DATA IN THIS EXERCISE =>
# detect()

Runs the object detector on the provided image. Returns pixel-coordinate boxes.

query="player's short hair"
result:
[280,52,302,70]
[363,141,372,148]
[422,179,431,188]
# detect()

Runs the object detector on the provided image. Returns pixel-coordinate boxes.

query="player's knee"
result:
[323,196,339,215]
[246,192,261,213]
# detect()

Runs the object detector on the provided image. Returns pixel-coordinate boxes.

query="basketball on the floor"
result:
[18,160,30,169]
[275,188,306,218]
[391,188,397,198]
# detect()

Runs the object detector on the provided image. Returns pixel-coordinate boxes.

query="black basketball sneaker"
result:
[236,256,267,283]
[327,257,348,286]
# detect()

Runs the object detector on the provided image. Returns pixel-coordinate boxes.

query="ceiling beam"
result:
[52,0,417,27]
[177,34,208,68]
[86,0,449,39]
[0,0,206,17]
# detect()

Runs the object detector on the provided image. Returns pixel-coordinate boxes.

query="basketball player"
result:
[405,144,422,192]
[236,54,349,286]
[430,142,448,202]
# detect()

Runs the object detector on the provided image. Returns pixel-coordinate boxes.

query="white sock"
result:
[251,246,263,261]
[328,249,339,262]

---

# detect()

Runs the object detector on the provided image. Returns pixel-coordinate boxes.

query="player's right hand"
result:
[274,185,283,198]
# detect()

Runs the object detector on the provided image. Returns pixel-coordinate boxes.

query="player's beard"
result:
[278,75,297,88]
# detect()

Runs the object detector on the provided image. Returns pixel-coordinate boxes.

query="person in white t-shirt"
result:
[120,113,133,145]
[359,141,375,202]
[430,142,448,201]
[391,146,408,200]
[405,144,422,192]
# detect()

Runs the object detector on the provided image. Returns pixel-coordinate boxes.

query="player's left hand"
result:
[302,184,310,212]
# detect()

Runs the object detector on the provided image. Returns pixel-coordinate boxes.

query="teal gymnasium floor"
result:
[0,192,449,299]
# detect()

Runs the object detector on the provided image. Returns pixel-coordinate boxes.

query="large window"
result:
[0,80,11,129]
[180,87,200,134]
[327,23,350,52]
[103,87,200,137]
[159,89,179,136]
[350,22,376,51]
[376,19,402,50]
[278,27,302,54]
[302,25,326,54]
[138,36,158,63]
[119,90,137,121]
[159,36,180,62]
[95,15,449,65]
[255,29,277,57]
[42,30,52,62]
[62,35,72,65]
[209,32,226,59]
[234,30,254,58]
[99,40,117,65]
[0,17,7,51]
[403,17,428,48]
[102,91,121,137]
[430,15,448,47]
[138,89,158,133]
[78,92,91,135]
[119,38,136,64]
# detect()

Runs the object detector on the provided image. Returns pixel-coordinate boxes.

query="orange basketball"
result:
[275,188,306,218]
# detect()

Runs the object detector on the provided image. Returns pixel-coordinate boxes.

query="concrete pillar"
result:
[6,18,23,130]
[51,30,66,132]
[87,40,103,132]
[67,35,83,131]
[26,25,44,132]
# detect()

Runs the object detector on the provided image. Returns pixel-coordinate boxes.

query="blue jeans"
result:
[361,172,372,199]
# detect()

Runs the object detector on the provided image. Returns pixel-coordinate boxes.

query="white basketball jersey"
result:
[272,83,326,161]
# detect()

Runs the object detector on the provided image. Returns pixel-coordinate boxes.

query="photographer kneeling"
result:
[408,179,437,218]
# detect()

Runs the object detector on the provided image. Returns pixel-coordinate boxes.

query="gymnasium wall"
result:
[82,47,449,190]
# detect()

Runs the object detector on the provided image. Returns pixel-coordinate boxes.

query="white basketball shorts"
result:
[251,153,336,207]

STATED TASK => State how many lines of the entries contain the string "player", counting matches with the same case only. Give only the number.

ANSWER TO THE EXERCISE => 6